TASK GOAL.
Repeat each entry exactly.

MATERIAL FOR THIS EXERCISE.
--*--

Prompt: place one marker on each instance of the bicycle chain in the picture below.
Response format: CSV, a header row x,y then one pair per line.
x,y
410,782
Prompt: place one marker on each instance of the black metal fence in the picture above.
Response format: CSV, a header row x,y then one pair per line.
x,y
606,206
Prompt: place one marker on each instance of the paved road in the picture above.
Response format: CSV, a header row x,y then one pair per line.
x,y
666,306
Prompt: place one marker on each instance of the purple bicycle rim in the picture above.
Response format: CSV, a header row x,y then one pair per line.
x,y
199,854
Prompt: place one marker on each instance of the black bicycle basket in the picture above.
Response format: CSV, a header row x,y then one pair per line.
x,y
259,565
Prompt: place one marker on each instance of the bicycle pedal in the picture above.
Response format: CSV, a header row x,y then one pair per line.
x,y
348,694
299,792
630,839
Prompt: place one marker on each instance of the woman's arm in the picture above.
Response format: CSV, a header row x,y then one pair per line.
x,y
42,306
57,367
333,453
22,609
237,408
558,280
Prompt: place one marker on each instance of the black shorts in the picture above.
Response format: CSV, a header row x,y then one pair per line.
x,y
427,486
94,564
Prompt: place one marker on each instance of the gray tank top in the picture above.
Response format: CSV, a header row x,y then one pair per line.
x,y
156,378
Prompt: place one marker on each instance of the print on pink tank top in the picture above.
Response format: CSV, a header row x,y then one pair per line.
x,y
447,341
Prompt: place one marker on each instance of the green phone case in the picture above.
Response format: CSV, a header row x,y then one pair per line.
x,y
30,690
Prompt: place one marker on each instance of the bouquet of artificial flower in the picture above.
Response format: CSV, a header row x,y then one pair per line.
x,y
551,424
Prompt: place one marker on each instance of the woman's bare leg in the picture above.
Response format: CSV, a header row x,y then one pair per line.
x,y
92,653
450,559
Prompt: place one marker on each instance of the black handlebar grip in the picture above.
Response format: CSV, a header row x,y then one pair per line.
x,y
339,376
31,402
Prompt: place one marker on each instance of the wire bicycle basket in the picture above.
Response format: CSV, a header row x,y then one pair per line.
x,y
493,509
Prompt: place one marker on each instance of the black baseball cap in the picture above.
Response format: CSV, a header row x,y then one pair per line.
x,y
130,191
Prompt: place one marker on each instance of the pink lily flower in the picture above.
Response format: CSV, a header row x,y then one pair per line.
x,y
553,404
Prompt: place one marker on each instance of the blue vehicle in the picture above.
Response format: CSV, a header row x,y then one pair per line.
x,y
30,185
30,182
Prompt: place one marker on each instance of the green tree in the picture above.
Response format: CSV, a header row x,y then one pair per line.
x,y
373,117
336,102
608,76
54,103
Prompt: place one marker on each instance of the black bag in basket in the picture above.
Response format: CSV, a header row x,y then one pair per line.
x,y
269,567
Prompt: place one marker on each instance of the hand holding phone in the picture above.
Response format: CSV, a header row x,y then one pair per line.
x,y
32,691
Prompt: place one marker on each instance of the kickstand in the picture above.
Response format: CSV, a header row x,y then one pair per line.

--*--

RESPONSE TO THIS TASK.
Prompt: place one marker on each instance of the bicycle chain in the picture below.
Response format: CSV, a header row x,y then one pair per line.
x,y
410,782
Prompt: place one marker on each instance of the black metal fence in the picture above.
Response format: CSV, a header row x,y then one pair per line.
x,y
606,206
Prompt: place one marker on each instance of the paved road in the picture above.
Response format: CSV, a header row x,y then one pair per line.
x,y
666,306
Prompt: place one marker on each instance of the purple bicycle rim in the picture above.
Response format: CSV, a header row x,y then one pair per line.
x,y
199,854
Prompt: place one marker on each instance of the black bicycle basket in the picture above.
Response format: CSV, a header row x,y then one pair per line.
x,y
259,565
Prompt: place one marker on each instance of the bicycle pedal in the picture above.
Response format: CSV, a header row x,y then one pair per line.
x,y
348,694
299,792
630,839
Prompt: place one marker on each instance of the woman's arm in the picture above.
Response format: CSV, a header row x,y then one pair per line.
x,y
42,306
57,367
333,453
22,609
237,408
558,280
Prompt: place one marker on each instance of the black shorts in the picture above.
Response format: CSV, a header row x,y then one pair per line.
x,y
427,486
94,564
Prompt: place one marker on each instance of the gray tank top in the picture above.
Response format: CSV, a header row x,y then one pair per line.
x,y
156,378
Prompt: place one marker on each instance of the print on pink tank top in the picture above.
Response format: CSV, a header row x,y then one pair per line.
x,y
447,341
Prompt: place one marker on each instance of the green phone case in the picture above.
Response format: CSV, a header row x,y then one pair per line.
x,y
30,690
Prompt: place one marker on each instance of the bouquet of artificial flower in the picture above.
Response format: CSV, a header row x,y then one pair per line.
x,y
551,424
Prompt: place one marker on each instance of the woman's bare leg in the picture above.
Response format: CSV, a header row x,y then one pair per line.
x,y
92,653
450,559
Prompt: place one marker on each instance of the black handlebar grip in the picture above.
Response format: CSV, a header row x,y then one pair per line.
x,y
339,376
31,402
Prompt: place one marker on each instance of the wire bicycle basket in the picture above.
Response format: CSV, a header row x,y then one pair per line.
x,y
493,509
Prompt: place one marker on each instance of the black baseball cap in the picture above.
Response format: CSV, a header row x,y then one pair per line.
x,y
130,191
Prompt: place one marker on each instance of the pink lily flower in the picture above.
Response format: CSV, a header row x,y then one pair per line.
x,y
553,404
Prompt: place one marker on each instance of the blue vehicle in the picture above.
Response format: CSV, a header row x,y then one pair per line.
x,y
30,185
30,182
Prompt: place one marker on each instance of the green tree in the picture above.
Response format: CSV, a header row x,y then one pair per line.
x,y
373,117
336,102
608,76
54,103
Prompt: place one marker on each instance of the black bag in basket in the picture above.
Response format: CSV, a header row x,y then one pair per line.
x,y
269,567
Prompt: place one marker on each instance of the hand holding phone in the picture above.
Response format: CSV, a header row x,y then one pair per line.
x,y
32,691
Prompt: place one marker on each instance of the kickstand in the picture above.
Response format: CSV, a header row x,y then one pair per line.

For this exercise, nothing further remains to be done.